__Task requirements__
Please rewrite the pgmpy sampling issue, starting at the words "Bayesian Model Sampling Fails" and stopping after "networks (e.g., pathfinder).", with "pathfinder" replaced by "asia".

__Reading passage__

Bayesian Model Sampling Fails for Some Networks
AbeleMM opened this issue · comments
Description
All forms of Bayesian Model Sampling (forward_sample
, likelihood_weighted_sample
, rejection_sample
) seem to fail in some cases for some networks (e.g., pathfinder).
Environment
- pgmpy 0.1.22
- Python 3.10
- Windows & Linux
Steps to reproduce
from pgmpy.sampling import BayesianModelSampling
from pgmpy.utils import get_example_model
BayesianModelSampling(get_example_model("pathfinder")).forward_sample(size=50, seed=1)
Expected behaviour
Sampling completes succesfully.
Actual behaviour
The execution errors out with the following traceback:
pgmpy\sampling\Sampling.py", line 120, in forward_sample
sampled[node] = sample_discrete_maps(
pgmpy\utils\mathext.py", line 181, in sample_discrete_maps
samples[weight_indices == weight_index] = np.random.choice(
File "mtrand.pyx", line 972, in numpy.random.mtrand.RandomState.choice
ValueError: probabilities are not non-negative
Possible fix
The issue seems to be caused by the following line in the _adjusted_weights
method:
Line 85 in 1e73ff2
If error
is negative and weights[-1]
has a very small value, the change could cause the latter to become negative too.
Replacing it with the following could be a solution that should also preserve existing behaviour when the issue does not arise: weights[len(weights) - 1 - np.argmax(weights[::-1] > -error)] += error
@AbeleMM Thanks for reporting the issue. The possible fix that you have mentioned (if I am understanding it correctly) is to add the error to the largest value in the array? Wouldn't a simpler way to do that would be something like weights[np.argmax(weights)] += error
? Would you like to open a PR fixing this?
The proposed fix adds error
to the last array element greater than -error
to maintain existing behaviour (adding to weights[-1]
) as much as possible. A different element only gets selected if the original operation yields a nonpositive value.
Using weights[np.argmax(weights)] += error
would also solve the issue and is more readable, although slightly deviating from the existing implementation. Note, however, that both methods still (reasonably) assume the existence of some element that can entirely "absorb" a negative error
.
I would be happy to create a PR for the issue; please let me know whether there is a preference for which version to use.
@AbeleMM The idea behind adding the error term is to have the weights such that it sums to 1. It doesn't really matter which weight we add the error to. And since the checks make sure that the error is sufficiently small, I think just adding it to the largest element should always work and is a cleaner solution. What do you think? If you agree, please open a PR. Thanks :)

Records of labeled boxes

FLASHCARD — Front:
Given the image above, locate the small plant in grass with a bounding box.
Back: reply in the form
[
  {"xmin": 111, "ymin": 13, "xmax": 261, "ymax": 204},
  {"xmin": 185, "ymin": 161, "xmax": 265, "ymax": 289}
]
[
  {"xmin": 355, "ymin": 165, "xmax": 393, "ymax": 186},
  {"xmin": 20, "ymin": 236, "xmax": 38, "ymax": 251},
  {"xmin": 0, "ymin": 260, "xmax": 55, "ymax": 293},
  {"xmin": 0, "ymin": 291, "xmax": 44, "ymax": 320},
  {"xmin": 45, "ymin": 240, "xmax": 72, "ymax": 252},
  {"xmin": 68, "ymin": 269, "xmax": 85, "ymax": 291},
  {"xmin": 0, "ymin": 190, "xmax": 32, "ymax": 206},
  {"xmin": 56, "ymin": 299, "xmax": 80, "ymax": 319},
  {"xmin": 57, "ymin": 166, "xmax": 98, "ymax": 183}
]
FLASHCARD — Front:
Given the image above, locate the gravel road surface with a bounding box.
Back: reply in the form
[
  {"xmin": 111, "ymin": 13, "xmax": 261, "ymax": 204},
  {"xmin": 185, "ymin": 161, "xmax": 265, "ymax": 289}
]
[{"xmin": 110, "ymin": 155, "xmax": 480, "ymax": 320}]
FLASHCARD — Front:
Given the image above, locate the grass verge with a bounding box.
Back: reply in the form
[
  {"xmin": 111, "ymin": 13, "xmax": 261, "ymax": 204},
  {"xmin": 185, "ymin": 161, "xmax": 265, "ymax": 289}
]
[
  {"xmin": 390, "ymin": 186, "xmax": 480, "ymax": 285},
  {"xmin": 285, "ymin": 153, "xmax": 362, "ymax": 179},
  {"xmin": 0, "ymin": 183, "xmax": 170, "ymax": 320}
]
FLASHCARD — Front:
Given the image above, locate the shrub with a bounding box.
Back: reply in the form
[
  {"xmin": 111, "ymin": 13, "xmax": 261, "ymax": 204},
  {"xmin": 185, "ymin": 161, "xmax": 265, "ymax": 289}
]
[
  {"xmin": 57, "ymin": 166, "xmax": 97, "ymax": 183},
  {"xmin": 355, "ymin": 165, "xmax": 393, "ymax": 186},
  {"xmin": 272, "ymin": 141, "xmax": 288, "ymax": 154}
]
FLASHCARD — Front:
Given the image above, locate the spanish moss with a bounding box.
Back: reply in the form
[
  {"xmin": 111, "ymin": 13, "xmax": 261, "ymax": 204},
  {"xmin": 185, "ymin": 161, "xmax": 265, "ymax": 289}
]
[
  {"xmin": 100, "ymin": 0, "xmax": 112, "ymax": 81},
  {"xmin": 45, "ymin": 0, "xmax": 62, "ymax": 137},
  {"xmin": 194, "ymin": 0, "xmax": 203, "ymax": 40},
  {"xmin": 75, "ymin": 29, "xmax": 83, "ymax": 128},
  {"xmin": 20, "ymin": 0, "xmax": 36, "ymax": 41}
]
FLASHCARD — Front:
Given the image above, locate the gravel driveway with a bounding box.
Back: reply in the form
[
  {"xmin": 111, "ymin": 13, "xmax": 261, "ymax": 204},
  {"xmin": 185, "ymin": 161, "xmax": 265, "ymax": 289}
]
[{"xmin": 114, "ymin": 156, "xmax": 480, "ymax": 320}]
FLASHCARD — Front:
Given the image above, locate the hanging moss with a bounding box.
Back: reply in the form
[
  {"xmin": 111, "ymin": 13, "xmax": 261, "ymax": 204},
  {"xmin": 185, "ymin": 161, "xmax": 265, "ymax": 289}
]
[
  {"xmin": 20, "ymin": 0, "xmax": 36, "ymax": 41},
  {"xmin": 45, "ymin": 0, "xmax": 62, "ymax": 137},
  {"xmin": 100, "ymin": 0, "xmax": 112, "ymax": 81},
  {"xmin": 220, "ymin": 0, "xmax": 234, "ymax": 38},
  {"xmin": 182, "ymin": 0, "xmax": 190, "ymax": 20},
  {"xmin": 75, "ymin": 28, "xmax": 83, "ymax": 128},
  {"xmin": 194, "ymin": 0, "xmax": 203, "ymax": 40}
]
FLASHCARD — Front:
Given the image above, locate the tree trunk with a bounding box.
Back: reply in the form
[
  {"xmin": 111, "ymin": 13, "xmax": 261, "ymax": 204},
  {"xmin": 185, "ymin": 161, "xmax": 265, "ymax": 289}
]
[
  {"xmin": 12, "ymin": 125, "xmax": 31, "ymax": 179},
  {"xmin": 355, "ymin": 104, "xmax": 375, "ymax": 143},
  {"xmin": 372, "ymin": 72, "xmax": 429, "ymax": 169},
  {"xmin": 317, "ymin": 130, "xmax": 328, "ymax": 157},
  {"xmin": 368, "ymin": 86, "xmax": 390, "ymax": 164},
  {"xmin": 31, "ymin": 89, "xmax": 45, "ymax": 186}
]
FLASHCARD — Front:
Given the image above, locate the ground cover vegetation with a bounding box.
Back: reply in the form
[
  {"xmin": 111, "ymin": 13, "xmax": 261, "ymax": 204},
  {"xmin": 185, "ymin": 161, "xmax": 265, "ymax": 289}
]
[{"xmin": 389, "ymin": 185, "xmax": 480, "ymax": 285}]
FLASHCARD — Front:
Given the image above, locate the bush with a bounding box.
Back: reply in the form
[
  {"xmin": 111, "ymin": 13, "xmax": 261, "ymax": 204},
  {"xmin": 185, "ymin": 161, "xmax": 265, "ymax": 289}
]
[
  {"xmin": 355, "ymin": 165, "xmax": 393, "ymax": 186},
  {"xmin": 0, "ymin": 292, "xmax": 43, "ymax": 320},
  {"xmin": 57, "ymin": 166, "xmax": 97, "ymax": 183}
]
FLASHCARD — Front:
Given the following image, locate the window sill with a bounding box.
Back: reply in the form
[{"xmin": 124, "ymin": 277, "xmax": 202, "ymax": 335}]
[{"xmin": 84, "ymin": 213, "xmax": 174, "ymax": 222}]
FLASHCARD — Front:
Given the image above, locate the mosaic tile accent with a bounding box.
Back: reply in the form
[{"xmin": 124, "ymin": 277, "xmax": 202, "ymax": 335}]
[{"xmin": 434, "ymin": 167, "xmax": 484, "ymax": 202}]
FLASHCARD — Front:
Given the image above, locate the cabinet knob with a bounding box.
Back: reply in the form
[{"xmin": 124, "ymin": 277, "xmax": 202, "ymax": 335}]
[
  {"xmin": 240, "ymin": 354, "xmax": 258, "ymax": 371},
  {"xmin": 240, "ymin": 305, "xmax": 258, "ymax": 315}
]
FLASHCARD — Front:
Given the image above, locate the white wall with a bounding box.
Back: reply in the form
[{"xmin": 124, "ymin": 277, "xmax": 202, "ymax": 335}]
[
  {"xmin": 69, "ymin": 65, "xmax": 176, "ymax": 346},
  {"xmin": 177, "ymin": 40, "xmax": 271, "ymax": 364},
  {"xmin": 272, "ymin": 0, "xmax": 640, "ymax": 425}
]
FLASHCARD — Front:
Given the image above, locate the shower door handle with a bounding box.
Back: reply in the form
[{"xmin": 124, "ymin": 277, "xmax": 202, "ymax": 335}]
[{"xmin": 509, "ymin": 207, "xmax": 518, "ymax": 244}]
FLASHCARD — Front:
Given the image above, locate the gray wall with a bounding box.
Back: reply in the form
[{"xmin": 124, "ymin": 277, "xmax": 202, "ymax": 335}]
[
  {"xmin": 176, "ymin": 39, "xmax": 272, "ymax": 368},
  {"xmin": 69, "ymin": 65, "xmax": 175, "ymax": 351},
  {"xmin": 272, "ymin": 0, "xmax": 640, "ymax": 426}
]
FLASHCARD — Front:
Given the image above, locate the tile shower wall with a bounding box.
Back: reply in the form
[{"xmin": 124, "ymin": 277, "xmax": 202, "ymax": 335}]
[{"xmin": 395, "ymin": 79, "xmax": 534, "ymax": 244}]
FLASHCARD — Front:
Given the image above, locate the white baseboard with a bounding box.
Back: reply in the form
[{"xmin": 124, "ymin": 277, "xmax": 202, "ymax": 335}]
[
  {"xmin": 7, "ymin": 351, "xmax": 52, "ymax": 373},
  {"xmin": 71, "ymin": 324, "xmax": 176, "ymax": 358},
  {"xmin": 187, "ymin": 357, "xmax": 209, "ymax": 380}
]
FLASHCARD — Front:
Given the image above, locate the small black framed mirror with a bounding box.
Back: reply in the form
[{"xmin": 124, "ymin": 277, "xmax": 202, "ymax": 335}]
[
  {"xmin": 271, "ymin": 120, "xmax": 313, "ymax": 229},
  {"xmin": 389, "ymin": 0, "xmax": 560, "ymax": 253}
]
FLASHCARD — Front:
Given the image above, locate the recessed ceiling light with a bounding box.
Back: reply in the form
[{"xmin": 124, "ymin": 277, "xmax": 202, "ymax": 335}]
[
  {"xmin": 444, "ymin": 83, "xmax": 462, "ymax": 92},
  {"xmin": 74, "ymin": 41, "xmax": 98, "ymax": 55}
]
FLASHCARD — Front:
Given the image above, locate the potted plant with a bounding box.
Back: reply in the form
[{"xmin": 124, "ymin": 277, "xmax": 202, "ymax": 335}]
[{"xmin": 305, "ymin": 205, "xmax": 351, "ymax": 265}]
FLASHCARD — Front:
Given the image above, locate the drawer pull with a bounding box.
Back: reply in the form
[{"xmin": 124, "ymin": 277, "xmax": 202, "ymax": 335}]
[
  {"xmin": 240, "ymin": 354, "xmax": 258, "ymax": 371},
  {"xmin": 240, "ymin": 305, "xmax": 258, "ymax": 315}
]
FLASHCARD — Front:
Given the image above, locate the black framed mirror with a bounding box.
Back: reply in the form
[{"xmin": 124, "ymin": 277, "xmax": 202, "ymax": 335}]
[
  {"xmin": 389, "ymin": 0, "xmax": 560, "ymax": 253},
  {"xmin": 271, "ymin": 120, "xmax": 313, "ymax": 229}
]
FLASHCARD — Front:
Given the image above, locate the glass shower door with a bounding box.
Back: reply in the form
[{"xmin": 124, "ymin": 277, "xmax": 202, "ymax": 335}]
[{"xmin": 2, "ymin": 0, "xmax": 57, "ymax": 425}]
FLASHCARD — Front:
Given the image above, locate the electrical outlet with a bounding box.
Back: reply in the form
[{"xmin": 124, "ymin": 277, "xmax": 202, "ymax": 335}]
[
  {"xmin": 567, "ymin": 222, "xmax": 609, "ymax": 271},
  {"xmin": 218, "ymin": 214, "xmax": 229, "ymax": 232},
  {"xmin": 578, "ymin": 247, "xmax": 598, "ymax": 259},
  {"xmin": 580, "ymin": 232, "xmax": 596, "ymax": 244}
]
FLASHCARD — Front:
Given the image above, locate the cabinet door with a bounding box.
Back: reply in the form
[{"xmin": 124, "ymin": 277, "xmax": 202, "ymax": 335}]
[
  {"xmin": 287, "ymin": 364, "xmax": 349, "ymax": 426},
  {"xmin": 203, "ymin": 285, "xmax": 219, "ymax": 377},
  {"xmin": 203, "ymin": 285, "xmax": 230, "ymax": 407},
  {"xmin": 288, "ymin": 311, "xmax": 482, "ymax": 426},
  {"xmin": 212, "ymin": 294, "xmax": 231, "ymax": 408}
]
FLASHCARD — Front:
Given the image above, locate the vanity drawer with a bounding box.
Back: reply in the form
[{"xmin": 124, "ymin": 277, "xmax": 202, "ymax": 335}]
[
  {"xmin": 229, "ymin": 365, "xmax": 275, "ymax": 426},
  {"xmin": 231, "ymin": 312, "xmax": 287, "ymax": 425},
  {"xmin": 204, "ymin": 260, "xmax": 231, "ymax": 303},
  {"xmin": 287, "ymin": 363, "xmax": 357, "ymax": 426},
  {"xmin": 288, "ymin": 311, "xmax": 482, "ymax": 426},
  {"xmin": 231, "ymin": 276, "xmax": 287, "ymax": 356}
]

__Written answer__
Bayesian Model Sampling Fails for Some Networks
AbeleMM opened this issue · comments
Description
All forms of Bayesian Model Sampling (forward_sample
, likelihood_weighted_sample
, rejection_sample
) seem to fail in some cases for some networks (e.g., asia).